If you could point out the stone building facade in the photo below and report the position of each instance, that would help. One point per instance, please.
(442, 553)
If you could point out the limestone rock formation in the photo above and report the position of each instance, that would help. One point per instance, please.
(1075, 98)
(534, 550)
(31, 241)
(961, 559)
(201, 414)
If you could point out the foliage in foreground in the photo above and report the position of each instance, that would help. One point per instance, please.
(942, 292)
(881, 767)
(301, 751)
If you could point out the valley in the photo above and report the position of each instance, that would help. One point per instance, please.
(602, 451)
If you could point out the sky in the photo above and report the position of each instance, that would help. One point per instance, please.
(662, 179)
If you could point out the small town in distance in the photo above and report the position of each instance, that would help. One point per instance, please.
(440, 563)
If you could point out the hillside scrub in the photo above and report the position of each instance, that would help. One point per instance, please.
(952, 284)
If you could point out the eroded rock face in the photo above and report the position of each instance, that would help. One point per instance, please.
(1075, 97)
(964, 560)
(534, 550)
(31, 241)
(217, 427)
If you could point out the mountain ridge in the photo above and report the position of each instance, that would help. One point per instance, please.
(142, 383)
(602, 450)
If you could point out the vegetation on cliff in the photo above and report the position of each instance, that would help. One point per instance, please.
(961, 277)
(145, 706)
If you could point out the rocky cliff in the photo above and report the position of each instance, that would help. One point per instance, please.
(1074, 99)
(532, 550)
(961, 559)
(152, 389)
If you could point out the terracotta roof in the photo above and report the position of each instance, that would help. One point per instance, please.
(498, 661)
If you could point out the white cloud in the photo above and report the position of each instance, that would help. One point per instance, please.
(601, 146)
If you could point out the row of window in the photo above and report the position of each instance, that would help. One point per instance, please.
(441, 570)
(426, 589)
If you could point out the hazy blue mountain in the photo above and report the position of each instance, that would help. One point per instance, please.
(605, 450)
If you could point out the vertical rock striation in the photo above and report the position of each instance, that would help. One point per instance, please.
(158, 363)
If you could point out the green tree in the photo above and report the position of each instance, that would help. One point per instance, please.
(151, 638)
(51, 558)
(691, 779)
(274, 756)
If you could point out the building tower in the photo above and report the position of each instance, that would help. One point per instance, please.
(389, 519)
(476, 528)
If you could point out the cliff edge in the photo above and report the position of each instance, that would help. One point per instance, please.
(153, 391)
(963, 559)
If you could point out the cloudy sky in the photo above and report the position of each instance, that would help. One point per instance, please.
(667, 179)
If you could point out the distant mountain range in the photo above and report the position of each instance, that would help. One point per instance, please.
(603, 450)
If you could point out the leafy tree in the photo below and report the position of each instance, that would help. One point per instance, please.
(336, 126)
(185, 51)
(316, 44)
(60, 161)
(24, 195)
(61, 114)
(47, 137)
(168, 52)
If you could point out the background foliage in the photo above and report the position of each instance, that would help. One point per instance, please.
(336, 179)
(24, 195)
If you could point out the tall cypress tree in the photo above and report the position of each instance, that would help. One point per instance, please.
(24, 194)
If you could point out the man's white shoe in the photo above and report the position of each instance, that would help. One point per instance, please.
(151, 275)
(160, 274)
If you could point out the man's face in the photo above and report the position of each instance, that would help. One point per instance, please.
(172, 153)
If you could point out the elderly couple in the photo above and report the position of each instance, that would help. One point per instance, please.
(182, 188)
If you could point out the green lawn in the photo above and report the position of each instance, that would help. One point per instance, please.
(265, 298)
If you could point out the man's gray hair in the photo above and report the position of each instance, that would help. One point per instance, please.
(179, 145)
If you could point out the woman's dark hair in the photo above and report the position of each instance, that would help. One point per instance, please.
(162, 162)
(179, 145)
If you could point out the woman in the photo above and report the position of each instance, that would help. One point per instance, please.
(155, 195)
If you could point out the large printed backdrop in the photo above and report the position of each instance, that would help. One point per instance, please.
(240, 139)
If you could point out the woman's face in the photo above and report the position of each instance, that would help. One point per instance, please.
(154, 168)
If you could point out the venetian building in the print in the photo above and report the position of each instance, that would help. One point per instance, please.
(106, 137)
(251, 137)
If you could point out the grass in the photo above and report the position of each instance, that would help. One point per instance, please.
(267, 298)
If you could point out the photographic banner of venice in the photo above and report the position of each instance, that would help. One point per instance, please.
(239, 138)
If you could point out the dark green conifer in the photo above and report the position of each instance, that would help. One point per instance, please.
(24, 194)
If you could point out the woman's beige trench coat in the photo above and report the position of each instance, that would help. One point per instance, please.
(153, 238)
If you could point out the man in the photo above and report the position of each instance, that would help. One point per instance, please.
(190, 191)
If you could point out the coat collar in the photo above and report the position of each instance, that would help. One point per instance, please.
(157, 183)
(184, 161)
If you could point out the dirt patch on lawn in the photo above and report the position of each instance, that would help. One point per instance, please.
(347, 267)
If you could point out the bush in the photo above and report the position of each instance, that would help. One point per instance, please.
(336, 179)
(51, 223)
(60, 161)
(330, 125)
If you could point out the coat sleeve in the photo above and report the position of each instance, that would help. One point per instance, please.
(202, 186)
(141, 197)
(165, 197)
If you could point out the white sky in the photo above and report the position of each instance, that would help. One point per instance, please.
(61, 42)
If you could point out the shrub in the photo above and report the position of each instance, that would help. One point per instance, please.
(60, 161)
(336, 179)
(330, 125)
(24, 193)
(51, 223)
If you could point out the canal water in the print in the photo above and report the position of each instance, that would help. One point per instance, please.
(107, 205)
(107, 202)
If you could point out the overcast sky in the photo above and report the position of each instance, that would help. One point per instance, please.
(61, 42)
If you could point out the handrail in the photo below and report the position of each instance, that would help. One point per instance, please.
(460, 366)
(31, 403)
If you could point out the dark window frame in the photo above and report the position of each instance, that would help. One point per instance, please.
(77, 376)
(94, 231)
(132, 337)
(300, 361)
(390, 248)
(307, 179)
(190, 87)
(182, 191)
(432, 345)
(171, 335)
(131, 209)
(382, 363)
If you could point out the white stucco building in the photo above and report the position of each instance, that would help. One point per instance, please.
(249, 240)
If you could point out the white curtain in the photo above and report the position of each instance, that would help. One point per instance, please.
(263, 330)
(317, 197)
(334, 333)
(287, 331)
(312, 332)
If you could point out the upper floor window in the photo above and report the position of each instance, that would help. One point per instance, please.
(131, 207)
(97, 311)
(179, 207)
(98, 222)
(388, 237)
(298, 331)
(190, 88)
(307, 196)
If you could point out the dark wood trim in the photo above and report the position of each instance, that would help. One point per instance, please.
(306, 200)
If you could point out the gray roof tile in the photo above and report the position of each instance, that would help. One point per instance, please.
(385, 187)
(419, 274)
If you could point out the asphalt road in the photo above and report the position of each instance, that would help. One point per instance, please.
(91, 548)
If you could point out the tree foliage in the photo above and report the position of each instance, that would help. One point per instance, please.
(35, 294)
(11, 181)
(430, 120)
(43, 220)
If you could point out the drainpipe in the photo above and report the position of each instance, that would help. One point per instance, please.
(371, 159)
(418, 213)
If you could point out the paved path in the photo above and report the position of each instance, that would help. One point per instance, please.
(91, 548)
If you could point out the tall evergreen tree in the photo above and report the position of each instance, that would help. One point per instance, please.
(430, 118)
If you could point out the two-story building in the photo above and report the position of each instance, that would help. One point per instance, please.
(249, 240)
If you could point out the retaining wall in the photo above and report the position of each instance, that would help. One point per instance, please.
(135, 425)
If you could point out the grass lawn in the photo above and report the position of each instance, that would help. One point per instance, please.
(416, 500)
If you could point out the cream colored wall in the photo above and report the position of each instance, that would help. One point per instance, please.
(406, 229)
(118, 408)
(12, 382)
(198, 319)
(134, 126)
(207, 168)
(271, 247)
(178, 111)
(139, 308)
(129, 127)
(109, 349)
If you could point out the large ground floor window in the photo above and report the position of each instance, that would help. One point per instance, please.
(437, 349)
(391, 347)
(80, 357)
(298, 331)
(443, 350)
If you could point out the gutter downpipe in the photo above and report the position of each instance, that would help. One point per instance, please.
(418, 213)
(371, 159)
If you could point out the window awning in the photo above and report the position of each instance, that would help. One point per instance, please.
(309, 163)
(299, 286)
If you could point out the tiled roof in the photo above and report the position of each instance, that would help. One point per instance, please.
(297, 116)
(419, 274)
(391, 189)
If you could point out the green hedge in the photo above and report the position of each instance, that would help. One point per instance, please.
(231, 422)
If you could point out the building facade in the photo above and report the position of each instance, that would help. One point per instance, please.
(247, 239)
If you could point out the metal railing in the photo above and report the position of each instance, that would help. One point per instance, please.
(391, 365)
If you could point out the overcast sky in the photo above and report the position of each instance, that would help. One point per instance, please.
****************
## REQUIREMENT
Make an exact copy of every line from the one with "If you could point out the green hedge" to the end of the data, with the first and last of those lines included.

## TASK SOLUTION
If you could point out the green hedge in the photo above and report the position of each instance, that would help. One point per instance, please.
(231, 422)
If you could point out the building facade in the photo above and report the position of each instance, that would help. One point per instance, please.
(247, 239)
If you could point out the metal railing in the photo above and report the position of each instance, that would help. One point per instance, please.
(391, 365)
If you could point out the overcast sky in the photo above and report the position of each instance, that would help. One point per instance, please.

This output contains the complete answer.